**Exercise description**
Reproduce the material in full, unchanged.

**Data for the task**
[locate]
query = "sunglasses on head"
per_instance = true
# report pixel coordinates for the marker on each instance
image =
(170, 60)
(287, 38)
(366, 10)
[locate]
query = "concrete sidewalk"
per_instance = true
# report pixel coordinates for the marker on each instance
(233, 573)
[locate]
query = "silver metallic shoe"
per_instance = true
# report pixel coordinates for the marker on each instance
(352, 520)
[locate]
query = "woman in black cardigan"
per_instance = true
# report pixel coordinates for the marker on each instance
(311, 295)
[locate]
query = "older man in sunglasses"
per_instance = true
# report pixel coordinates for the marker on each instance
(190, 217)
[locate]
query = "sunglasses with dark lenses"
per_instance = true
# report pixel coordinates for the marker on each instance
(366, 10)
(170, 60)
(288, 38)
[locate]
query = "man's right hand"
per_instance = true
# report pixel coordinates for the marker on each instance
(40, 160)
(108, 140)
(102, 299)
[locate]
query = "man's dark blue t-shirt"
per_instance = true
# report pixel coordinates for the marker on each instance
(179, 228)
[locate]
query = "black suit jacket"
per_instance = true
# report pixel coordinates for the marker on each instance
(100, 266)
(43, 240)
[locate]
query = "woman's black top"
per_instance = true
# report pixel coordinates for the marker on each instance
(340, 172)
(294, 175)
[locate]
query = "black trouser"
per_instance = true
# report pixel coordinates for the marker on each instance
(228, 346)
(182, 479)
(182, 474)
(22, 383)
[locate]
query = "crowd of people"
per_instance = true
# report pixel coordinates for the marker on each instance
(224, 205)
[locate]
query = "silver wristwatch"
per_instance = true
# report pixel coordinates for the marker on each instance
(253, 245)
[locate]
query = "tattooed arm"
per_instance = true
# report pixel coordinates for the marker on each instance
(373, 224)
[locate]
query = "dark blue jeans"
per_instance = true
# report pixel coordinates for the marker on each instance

**Task solution**
[locate]
query = "sunglasses on head"
per_instance = true
# report pixel coordinates for the marker on each instance
image =
(170, 60)
(287, 38)
(366, 10)
[locate]
query = "concrete sidewalk"
per_instance = true
# report pixel coordinates for the marker on each instance
(233, 573)
[locate]
query = "silver metallic shoe"
per_instance = true
# report pixel coordinates for the marker on each instance
(352, 520)
[locate]
query = "woman in black cardigan"
per_instance = true
# report pixel coordinates for the marker on each instance
(311, 295)
[locate]
query = "older man in sunglasses"
per_instance = true
# report pixel coordinates for the marker on each instance
(190, 217)
[locate]
query = "sunglasses with dark lenses"
per_instance = true
# report pixel coordinates for the marker on each instance
(366, 10)
(170, 60)
(288, 38)
[locate]
query = "man's right hand"
per_instance = true
# report pixel coordinates for the marker on each instance
(40, 160)
(108, 140)
(102, 299)
[locate]
query = "man's dark blue t-shirt"
per_instance = true
# report pixel coordinates for the marker on each instance
(179, 228)
[locate]
query = "black suit jacket"
per_instance = true
# report pixel coordinates for the marker on each instance
(100, 266)
(43, 240)
[locate]
query = "woman's black top"
per_instance = true
# report pixel coordinates for the marker on each instance
(340, 172)
(294, 175)
[locate]
query = "black trouser"
per_instance = true
# report pixel coordinates for the marker on each instance
(228, 346)
(182, 479)
(182, 474)
(22, 383)
[locate]
query = "crowd of people"
per_instance = true
# report pixel coordinates for the marker on each instance
(224, 205)
[locate]
query = "silver wristwatch"
per_instance = true
# report pixel coordinates for the marker on each instance
(253, 245)
[locate]
query = "tattooed arm"
per_instance = true
# report pixel coordinates for the marker on each instance
(373, 224)
[locate]
query = "dark blue jeans"
per_instance = true
# report pixel coordinates for the marker on each instance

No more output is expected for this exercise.